* [GEGEBENE ANWEISUNG 1] Schreib bitte die Zeilen der Datensätze unverändert ab, von der Zeile mit „Pick out one point on every instance of the woman with“ bis einschließlich der Zeile mit „[(308, 41)]“.

* [ANGEZEIGTER TEXT]
Ja, das funktioniert, nur soll jetzt noch zudem der Prozess beendbar sein. getRuntime gibt aber natürlich den cmd-Process zurück...


----------



## thE_29 (17. Feb 2006)

Das komische ist, in Linux für symbolische links erhält man bei java.io.File.getCanoncialPath() den "richtigen" Pfad!

In Windows net!


Sonst hättest das so machen können!

Maybe gibts einen lnk Parser?? Bzw wenn man weiß wie es aufgebaut ist, isses eh leicht zum Auslesen!


----------



## norman (17. Feb 2006)

Gayson hat gesagt.:
			
		

> Die Verknüpfung wollte ich benutzen, um das Programm minimiert starten zu lassen.


das verstehe ich nicht ganz? gibst du in der Verknüpfung Parameter mit? das kannst du dann auch mit exec() machen..


----------



## thE_29 (17. Feb 2006)

Ne, aber die Verknüpfung gibt doch Parameter mit 

Klick Rechtsklick->Eigenschaften-> Ausführen als!

Dort steht der Parameter!

Dann kannst du gleich die exe mit dem parameter starten, ohne die Verknüpfung auszuführen!


----------



## Gayson (17. Feb 2006)

Mach mal rechtsklick auf eine Verküpfung, da siehst du, dass man diese durch eine Dropdownlist zum minimiert starten bringen, also leider nichts mit Parameter . Und selbst die würde mir nicht helfen, solang ich das Programm immer noch mit cmd /c start aufrufen muss...


----------



## norman (17. Feb 2006)

thE_29 hat gesagt.:
			
		

> Ne, aber die Verknüpfung gibt doch Parameter mit
> [....]
> Dann kannst du gleich die exe mit dem parameter starten, ohne die Verknüpfung auszuführen!


sagte ich nicht dasselbe? :shock:


----------



## Gayson (17. Feb 2006)

Finde kein "Ausführen als" in den Verknüpfungseigenschaften...


----------



## thE_29 (17. Feb 2006)

@gayson: Meinte Ziel!

@norman: Ja, nur ich habs erklärt wo man das findet


----------



## Gayson (17. Feb 2006)

Steht bei mir nicht da, nur das Verzeichnis des Ziels, keine Parameter...
Wie lautet bei dir denn der Parameter?


----------



## thE_29 (17. Feb 2006)

Zb, eine telnet Verknüpfung:

%windir%\System32\telnet.exe 192.168.199.10

Steht das bei Ziel!


Vielleicht gehts ja auch einfach wenn du die exe ausführst??

* [GEGEBENE ANWEISUNG 2]
Prüfe für jede Aussage, ob sie mit der Forendiskussion übereinstimmt, und antworte jeweils mit Ja oder Nein samt den entscheidenden Worten der Forendiskussion als wörtlichem Zitat.
(a) Unter Linux erhält man bei symbolischen Links den „richtigen“ Pfad.
(b) Gayson findet „Ausführen als“ in den Verknüpfungseigenschaften.
(c) thE_29 nennt als Beispiel eine telnet-Verknüpfung.

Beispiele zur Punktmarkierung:
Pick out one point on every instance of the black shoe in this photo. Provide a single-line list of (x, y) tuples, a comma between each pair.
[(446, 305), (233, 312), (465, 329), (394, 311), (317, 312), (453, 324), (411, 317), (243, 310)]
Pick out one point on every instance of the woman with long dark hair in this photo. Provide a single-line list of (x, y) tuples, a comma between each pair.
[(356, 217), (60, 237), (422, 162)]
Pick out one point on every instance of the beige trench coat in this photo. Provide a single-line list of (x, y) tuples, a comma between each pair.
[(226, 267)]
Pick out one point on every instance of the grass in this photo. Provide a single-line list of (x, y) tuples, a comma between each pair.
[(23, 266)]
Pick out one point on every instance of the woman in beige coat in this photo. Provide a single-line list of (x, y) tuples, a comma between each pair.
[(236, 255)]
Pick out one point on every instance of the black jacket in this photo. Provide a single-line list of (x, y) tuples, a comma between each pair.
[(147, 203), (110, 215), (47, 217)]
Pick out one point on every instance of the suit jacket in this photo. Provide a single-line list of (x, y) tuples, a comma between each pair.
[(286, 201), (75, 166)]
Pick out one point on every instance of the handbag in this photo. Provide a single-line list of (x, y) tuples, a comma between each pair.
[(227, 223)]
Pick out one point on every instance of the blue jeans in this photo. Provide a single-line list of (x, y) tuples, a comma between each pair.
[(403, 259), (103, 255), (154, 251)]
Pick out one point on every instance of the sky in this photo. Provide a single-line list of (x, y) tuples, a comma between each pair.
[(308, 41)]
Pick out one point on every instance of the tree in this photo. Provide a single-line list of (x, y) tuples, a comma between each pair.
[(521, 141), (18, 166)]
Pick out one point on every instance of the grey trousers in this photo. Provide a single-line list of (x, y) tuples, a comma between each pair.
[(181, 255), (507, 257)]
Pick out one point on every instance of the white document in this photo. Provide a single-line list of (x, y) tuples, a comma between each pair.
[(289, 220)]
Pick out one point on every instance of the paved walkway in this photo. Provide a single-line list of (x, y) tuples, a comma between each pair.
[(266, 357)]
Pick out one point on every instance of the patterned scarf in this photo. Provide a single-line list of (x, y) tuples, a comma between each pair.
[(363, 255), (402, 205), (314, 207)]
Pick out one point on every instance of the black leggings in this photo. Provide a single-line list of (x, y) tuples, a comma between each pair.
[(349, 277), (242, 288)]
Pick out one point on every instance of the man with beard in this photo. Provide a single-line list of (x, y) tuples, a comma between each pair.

* [LÖSUNG 1]
Pick out one point on every instance of the woman with long dark hair in this photo. Provide a single-line list of (x, y) tuples, a comma between each pair.
[(356, 217), (60, 237), (422, 162)]
Pick out one point on every instance of the beige trench coat in this photo. Provide a single-line list of (x, y) tuples, a comma between each pair.
[(226, 267)]
Pick out one point on every instance of the grass in this photo. Provide a single-line list of (x, y) tuples, a comma between each pair.
[(23, 266)]
Pick out one point on every instance of the woman in beige coat in this photo. Provide a single-line list of (x, y) tuples, a comma between each pair.
[(236, 255)]
Pick out one point on every instance of the black jacket in this photo. Provide a single-line list of (x, y) tuples, a comma between each pair.
[(147, 203), (110, 215), (47, 217)]
Pick out one point on every instance of the suit jacket in this photo. Provide a single-line list of (x, y) tuples, a comma between each pair.
[(286, 201), (75, 166)]
Pick out one point on every instance of the handbag in this photo. Provide a single-line list of (x, y) tuples, a comma between each pair.
[(227, 223)]
Pick out one point on every instance of the blue jeans in this photo. Provide a single-line list of (x, y) tuples, a comma between each pair.
[(403, 259), (103, 255), (154, 251)]
Pick out one point on every instance of the sky in this photo. Provide a single-line list of (x, y) tuples, a comma between each pair.
[(308, 41)]

* [LÖSUNG 2]
(a) Ja: „in Linux für symbolische links erhält man bei java.io.File.getCanoncialPath() den "richtigen" Pfad!“
(b) Nein: „Finde kein "Ausführen als" in den Verknüpfungseigenschaften...“
(c) Ja: „Zb, eine telnet Verknüpfung:“